*Dataset records*

-*-*-

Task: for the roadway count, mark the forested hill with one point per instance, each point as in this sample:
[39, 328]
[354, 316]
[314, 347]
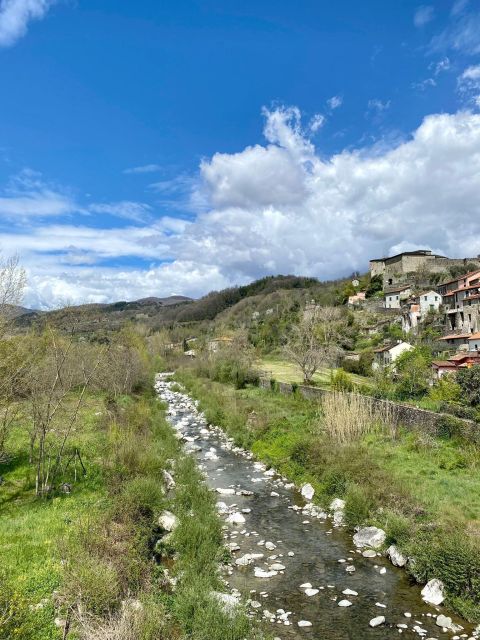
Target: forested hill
[158, 312]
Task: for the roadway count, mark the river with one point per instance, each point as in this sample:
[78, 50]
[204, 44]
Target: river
[260, 508]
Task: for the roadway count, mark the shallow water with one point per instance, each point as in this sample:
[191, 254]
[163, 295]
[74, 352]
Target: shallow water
[317, 546]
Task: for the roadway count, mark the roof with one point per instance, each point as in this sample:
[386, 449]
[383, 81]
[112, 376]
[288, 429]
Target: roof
[424, 293]
[467, 275]
[403, 288]
[388, 347]
[418, 252]
[444, 363]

-*-*-

*Problem to work on*
Render every line of the listing above as a numbered list, skipping blank lines and leaving out the pictures.

*The solution*
1. Task: for the roadway count, mark the forested hill with one point per instance, each point as in this sample:
2. [39, 328]
3. [354, 316]
4. [314, 347]
5. Target: forested hill
6. [158, 312]
7. Task: for the roadway count, mark the river with one point per instance, each point as in this sample:
8. [78, 50]
9. [204, 44]
10. Target: river
11. [260, 508]
12. Task: for the roadway count, mark the shallow water with one point per instance, each point as in this sample:
13. [191, 254]
14. [163, 295]
15. [74, 352]
16. Target: shallow water
17. [317, 546]
18. Task: for the roadway count, mark the roof with one point per instance, each point as in this sample:
19. [386, 449]
20. [383, 81]
21. [112, 376]
22. [288, 429]
23. Target: roof
24. [424, 293]
25. [467, 275]
26. [403, 288]
27. [388, 347]
28. [418, 252]
29. [444, 363]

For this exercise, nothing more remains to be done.